- Listed entries
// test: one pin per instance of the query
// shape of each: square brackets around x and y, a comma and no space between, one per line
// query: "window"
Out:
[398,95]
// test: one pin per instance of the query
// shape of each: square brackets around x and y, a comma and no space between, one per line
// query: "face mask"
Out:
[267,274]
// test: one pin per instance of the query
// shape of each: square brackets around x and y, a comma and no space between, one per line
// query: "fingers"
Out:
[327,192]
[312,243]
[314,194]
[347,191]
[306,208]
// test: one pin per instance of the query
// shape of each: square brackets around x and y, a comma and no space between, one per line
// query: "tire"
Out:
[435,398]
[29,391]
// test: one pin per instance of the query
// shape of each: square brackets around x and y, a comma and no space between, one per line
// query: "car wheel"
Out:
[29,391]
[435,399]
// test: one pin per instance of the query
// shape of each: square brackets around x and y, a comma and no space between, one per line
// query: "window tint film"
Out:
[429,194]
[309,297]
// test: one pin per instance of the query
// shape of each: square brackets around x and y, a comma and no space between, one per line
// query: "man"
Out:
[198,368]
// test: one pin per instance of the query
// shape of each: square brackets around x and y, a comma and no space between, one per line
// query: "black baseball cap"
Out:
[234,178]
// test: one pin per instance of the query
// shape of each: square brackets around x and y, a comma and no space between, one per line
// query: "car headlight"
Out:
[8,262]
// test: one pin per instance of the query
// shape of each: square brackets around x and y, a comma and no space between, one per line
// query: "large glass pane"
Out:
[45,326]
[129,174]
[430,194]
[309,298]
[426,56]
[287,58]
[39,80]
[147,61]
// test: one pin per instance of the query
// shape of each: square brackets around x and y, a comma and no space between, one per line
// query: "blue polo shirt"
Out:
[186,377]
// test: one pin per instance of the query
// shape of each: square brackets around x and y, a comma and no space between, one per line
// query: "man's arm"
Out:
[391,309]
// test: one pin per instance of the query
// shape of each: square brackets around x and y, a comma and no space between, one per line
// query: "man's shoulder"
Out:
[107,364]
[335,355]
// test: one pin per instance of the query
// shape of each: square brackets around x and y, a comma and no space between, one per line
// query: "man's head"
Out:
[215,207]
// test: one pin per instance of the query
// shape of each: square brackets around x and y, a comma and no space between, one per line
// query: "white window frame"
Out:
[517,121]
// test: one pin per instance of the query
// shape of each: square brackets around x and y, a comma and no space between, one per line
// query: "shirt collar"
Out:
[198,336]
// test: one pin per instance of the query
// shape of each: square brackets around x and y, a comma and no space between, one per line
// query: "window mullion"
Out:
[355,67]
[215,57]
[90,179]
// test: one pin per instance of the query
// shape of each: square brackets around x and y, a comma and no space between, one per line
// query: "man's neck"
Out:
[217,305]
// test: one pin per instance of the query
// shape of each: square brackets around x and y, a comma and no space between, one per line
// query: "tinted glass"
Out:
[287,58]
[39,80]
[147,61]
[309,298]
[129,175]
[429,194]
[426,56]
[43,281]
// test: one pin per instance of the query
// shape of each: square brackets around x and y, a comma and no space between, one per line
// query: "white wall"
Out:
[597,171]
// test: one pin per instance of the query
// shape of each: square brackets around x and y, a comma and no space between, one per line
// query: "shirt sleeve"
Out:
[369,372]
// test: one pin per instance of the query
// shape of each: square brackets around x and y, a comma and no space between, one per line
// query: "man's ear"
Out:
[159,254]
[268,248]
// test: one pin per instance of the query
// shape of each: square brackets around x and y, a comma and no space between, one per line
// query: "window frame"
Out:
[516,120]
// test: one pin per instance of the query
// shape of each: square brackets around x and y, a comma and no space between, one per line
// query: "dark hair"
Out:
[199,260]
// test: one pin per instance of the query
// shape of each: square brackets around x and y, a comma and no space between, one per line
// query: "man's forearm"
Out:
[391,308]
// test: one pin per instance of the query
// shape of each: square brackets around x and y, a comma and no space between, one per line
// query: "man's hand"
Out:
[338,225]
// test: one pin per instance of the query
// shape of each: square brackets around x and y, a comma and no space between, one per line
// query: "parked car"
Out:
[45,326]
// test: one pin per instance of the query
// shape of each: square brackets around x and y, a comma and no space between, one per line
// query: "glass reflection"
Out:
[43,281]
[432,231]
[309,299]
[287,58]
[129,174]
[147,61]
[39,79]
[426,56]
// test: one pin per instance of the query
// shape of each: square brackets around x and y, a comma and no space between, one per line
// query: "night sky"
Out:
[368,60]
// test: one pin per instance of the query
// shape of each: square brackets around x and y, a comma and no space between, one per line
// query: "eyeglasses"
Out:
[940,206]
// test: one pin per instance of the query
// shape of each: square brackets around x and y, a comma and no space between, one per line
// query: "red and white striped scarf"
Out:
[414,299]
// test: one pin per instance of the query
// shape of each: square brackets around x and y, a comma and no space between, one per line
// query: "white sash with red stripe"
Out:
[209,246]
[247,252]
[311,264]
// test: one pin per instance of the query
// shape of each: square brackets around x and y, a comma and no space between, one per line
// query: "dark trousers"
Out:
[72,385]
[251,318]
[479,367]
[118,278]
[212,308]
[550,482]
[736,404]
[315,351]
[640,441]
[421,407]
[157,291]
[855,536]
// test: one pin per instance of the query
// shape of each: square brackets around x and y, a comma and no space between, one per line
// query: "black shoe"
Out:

- Work to be completed
Write out the whole listing again. Match it word for word.

- Worked solution
// test: one pin per instance of the query
// shape of each: square brackets around x and y, a comma and no space between, one per line
// query: "window"
Out:
[398,95]
// test: one pin per instance of the query
// shape of each: square brackets around x and y, a comma and no space between, one per line
// query: "face mask"
Out:
[267,274]
// test: one pin per instance of the query
// shape of each: square brackets around x and y, a comma and no space between, one per line
// query: "fingers"
Out:
[327,192]
[312,243]
[314,194]
[347,191]
[306,208]
// test: one pin per instance of the query
// shape of each: square brackets around x and y, a comma and no space between, one per line
// query: "tire"
Out:
[435,398]
[29,391]
// test: one pin per instance of the query
// shape of each: square brackets around x and y, a comma and no space between, one per line
// query: "car wheel"
Out:
[29,391]
[435,399]
// test: one pin per instance of the query
// shape of each: square brackets around x and y, a comma and no space between, one per line
// query: "window tint film"
Out:
[429,194]
[309,297]
// test: one pin per instance of the query
// shape of each: square brackets around x and y, a comma and no space between, one per line
// query: "man"
Out:
[198,368]
// test: one pin per instance of the query
// shape of each: square brackets around x and y, a comma and no space between, one per line
// query: "black baseball cap"
Out:
[234,178]
// test: one pin per instance of the query
// shape of each: square brackets around x and y, a comma and no space between, one per line
// query: "car headlight"
Out:
[8,262]
// test: one pin per instance of the query
// shape of each: square brackets around x and y, a comma and no space between, one per line
// query: "large glass pane"
Out:
[45,326]
[129,174]
[430,194]
[309,298]
[426,56]
[287,58]
[39,80]
[147,61]
// test: one pin per instance of the query
// shape of each: square brackets around x and y, a comma and no space between, one per line
// query: "blue polo shirt"
Out:
[186,377]
// test: one pin per instance of the query
// shape of each: square brackets around x and y, a comma and no space between, one per line
// query: "man's arm"
Out:
[391,309]
// test: one pin per instance of the query
// shape of each: square brackets around x and y, a comma and no space between, one per line
// query: "man's shoulder"
Out:
[107,364]
[335,355]
// test: one pin per instance of the query
// shape of each: square brackets around x and y, a comma and no space between, one per line
// query: "man's head"
Out:
[215,207]
// test: one pin per instance of the query
// shape of each: square brackets around x and y, a comma and no space between, one per line
// query: "white window frame"
Out:
[517,121]
// test: one pin per instance of the query
// shape of each: square brackets around x and y, a comma and no space between, one per line
// query: "shirt collar"
Out:
[198,336]
// test: one pin per instance of the query
// shape of each: square brackets around x and y, a comma and no space between, one per line
// query: "window mullion"
Out:
[355,67]
[215,57]
[90,179]
// test: one pin per instance of the query
// shape of each: square brackets around x and y, a comma and no space between, one per line
// query: "man's neck"
Out:
[217,305]
// test: one pin per instance of the query
// shape of each: square brackets around x and y, a comma and no space between, one per line
// query: "tinted glass"
Out:
[287,58]
[39,80]
[147,61]
[309,298]
[129,175]
[429,194]
[426,56]
[43,281]
// test: one pin per instance of the query
// shape of each: square brackets around x and y, a comma and no space between, one per line
// query: "white wall"
Out:
[597,171]
// test: one pin per instance of the query
// shape of each: square brackets around x and y, a comma and no space between, one per line
// query: "shirt sleeve"
Out:
[369,372]
// test: one pin per instance of the query
// shape of each: square brackets around x and y, a comma and no space between, one per line
// query: "man's ear"
Out:
[159,254]
[268,248]
// test: one pin per instance of the query
// shape of each: square brackets around x and y, a comma and no space between, one per line
// query: "window frame"
Out:
[516,120]
// test: one pin per instance of the query
// shape of each: square brackets around x and y, a comma and no space between, one per line
// query: "dark hair"
Out:
[199,260]
// test: one pin per instance of the query
// shape of each: square brackets around x and y, a comma and no space between, one per line
// query: "man's forearm"
Out:
[391,308]
// test: one pin per instance of the query
// shape of each: square brackets around x and y, a comma and no space between, one per line
// query: "man's hand"
Out:
[338,225]
// test: one pin per instance of the query
// shape of each: square brackets around x and y, a comma and no space between, one per line
// query: "parked car"
Out:
[45,326]
// test: one pin per instance of the query
// shape of each: square brackets around x and y, a comma and no space between, one per line
// query: "glass reflection"
Out:
[43,281]
[432,231]
[309,299]
[287,58]
[129,174]
[147,61]
[39,79]
[426,56]
// test: one pin per instance of the query
// shape of each: square brackets around x and y, a comma and no space between, one per line
// query: "night sky"
Out:
[368,60]
// test: one pin per instance of the query
// shape of each: square brackets around x and y, a comma and no space between, one per line
// query: "eyeglasses"
Out:
[940,206]
// test: one pin per instance of the query
// shape of each: square brackets around x and y, a comma and no space between, one per line
// query: "red and white striped scarf"
Out:
[414,299]
// test: one pin per instance of the query
// shape of each: square brackets around x and y, a comma and no space between, one per line
// query: "white sash with red stripe"
Out:
[209,246]
[247,252]
[311,264]
// test: one pin per instance of the query
// shape of each: square brackets around x and y, a comma and no space between, one per line
// query: "dark trousers"
Out:
[72,385]
[251,318]
[479,367]
[118,278]
[212,308]
[550,482]
[736,404]
[315,351]
[640,441]
[421,407]
[157,291]
[855,536]
// test: one pin per instance of the query
// shape of each: square brackets around x and y, a comma and no space between, one per line
// query: "black shoe"
Out:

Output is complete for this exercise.